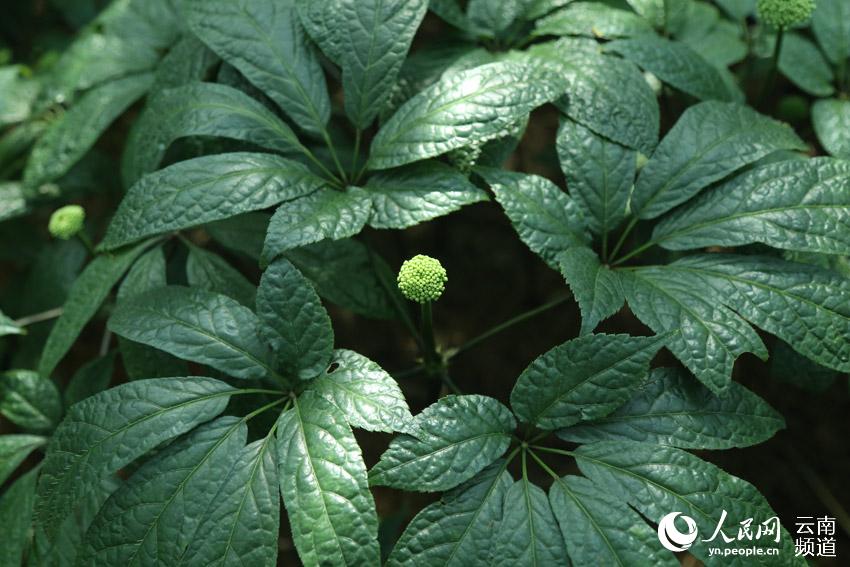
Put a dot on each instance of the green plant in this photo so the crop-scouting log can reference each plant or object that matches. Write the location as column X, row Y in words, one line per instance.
column 168, row 388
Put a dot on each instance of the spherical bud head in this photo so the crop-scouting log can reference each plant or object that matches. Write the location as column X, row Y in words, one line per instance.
column 422, row 279
column 785, row 13
column 67, row 221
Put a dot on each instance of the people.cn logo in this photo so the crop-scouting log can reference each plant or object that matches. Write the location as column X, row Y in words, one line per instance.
column 670, row 536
▬▬▬
• [AIM OF THE TASK]:
Transcribe the text of the material above word for word, leaving the picture out of your answer.

• [OUTPUT OF THE TASK]:
Put a dot on each instance of the green plant in this photo so the crop-scouting log can reference each plant or object that matches. Write the location as column X, row Y in words, one line per instance.
column 168, row 388
Put a dot on each instance of the spherical bud head in this photo so the crop-scouting log can reference each plant or object that matches. Write the location as column X, row Y in words, one line per instance.
column 422, row 279
column 785, row 13
column 67, row 221
Put a dot on each instance of the people.cn logo in this photo so the crop-scouting log can reference each plant or object that matches. Write the location as column X, row Y in words, one line per instance.
column 670, row 536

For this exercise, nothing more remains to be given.